9 Responses to “Putting Twitter in Perspective - By the Numbers”

  1. S Neil Vineberg on May 28th, 2008 1:05 pm

    A welcome reality check.

  2. on May 28th, 2008 3:29 pm

    You really don’t get twitter. Which is ok, because not everyone has to.

    For most people who use it, it isn’t a publishing medium, it is a way to communicate with (and keep up with) friends (or people/news sources they are interested in).

    You are comparing apples and oranges. Obama could have many more followers on twitter if the campaign used it better. And it could make an even greater impact if local Obama groups used it as part of organizing (assuming it will get more stable).

    And most news organizations haven’t used it very well, simply using it to repurpose other content rather than taking advantage of what twitter can do.

    NASA actually gets it better than most news organizations and they are quickly up to 8600 followers for the Mars mission

    And followers isn’t the only metric since people can subscribe to an RSS feed or look at the webpage, or find updates through searches.

    No twitter (and other similar services that exist now or will be created in the future) probably won’t be as widely used as IM or SMS (though there were certainly people who thought they would not go mainstream when they first launched - same with blogs), but it will grow and be used in ways we can’t even imagine now.

    If you actually look beyond sites like twitterholic, you’ll see a lot of people who aren’t part of the technology industry/blogosphere/Web 2.0 are using it. And they aren’t focused on how many followers they have. All they care about is if some of their friends are using it.

  3. Drama 2.0 on May 28th, 2008 3:45 pm

    Steve: forgetting the fact that I much prefer to “keep up” with my friends via personal, meaningful interactions, the point is that regardles of what you think about Twitter, the numbers don’t lie.

    What they indicate is very simple: Twitter is not a “revolutionary” communications medium and the hype it has received by a relatively small group of “first adopter” types far exceeds its practical impact in the real world.

    There’s no indication that this is set to change in the immediate/foreseeable future.

    That is all. When the technology geeks stop calling Toyotas Ferraris, I’ll stop calling them hypesters and idiots.

  4. Ramine on May 28th, 2008 4:35 pm

    Superb.

  5. Bill Gates on May 28th, 2008 6:31 pm

    I should incorporate all the Twitter features into my IM and destroy them overnight.

  6. jay on May 29th, 2008 5:00 am

    Twittering is the Web 2.0 twisted word for Time Wasting. Notice how AJAX mutilates the brutality of reality?

:: INFORMATION SHOWN ::
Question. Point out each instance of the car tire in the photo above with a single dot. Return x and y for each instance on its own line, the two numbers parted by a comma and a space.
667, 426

:: TASKS TO CARRY OUT ::
• A. According to the Twitter comments, how many followers does NASA have for the Mars mission?
• B. Rewrite the stretch of the Twitter comments from "3. Drama 2.0" through "numbers don’t lie.", putting "genuine" in place of "meaningful".
• C. Mark each statement yes or no based on the Twitter comments: (i) The first comment calls the post a welcome reality check. (ii) Drama 2.0 says Twitter is a revolutionary communications medium. (iii) The comment signed Bill Gates was posted on May 29th, 2008.
The material has nothing to do with the Twitter comments.

:: ANSWERS FOR THIS EXERCISE ::
• A. 8600 followers.

• B.
3. Drama 2.0 on May 28th, 2008 3:45 pm

    Steve: forgetting the fact that I much prefer to “keep up” with my friends via personal, genuine interactions, the point is that regardles of what you think about Twitter, the numbers don’t lie.

• C.
(i) Yes: "A welcome reality check."
(ii) No: "Twitter is not a “revolutionary” communications medium"
(iii) No: "Bill Gates on May 28th, 2008 6:31 pm"